## Supplied records
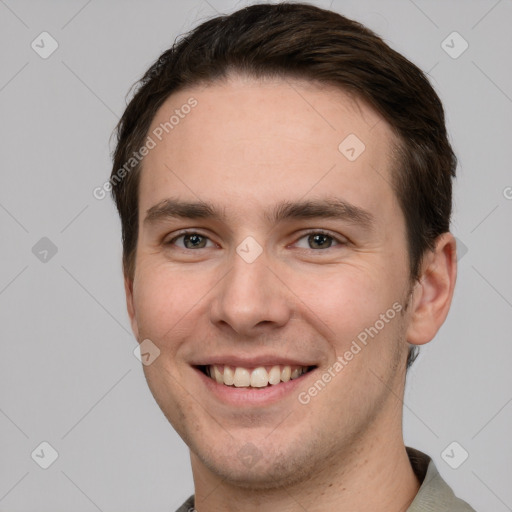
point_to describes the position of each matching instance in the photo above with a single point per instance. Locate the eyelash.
(312, 232)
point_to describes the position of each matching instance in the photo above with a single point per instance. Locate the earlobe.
(130, 306)
(433, 293)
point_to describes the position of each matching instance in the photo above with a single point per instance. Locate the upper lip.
(252, 362)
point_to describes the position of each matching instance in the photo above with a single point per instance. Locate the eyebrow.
(329, 208)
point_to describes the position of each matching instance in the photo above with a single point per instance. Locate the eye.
(320, 240)
(191, 240)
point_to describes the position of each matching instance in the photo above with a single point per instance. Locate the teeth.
(242, 378)
(259, 378)
(295, 373)
(274, 375)
(255, 378)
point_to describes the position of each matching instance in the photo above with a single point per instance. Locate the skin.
(246, 146)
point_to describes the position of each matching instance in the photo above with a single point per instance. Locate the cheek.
(166, 298)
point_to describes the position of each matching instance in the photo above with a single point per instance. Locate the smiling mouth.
(260, 377)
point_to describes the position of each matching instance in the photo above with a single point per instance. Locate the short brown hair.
(299, 40)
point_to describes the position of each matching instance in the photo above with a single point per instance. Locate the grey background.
(68, 373)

## Task objective
Leave the pictures out, and transcribe each of the records exactly.

## Result of the task
point_to describes the position of each matching instance in the photo above with a single point per instance. Locate the eyelash.
(312, 232)
point_to describes the position of each matching instance in the photo above with a single point per instance. Locate the earlobe.
(130, 306)
(433, 293)
point_to describes the position of each matching instance in the photo above with a single point per instance. Locate the upper lip.
(252, 362)
point_to describes the position of each matching instance in the photo above with a single point per instance. Locate the eyebrow.
(329, 208)
point_to describes the position of each matching instance in the photo above with a single point per instance. Locate the eye.
(320, 240)
(191, 240)
point_to describes the position of each matching instance in the photo above with a single point per instance. Locate the teeth.
(242, 378)
(259, 378)
(295, 373)
(274, 375)
(255, 378)
point_to describes the position of each matching instance in the photo above with a single point per instance. Locate the skin.
(246, 146)
point_to describes the position of each matching instance in the photo above with a single point per instance. Locate the cheek.
(166, 298)
point_to describes the position of each matching instance in the photo above with a single point per instance. Locate the smiling mouth.
(260, 377)
point_to describes the position of each matching instance in the photo above with a single point per instance. Locate the short brown hair.
(299, 40)
point_to describes the position of each matching instance in the photo above with a single point per instance. Locate the grey background.
(68, 373)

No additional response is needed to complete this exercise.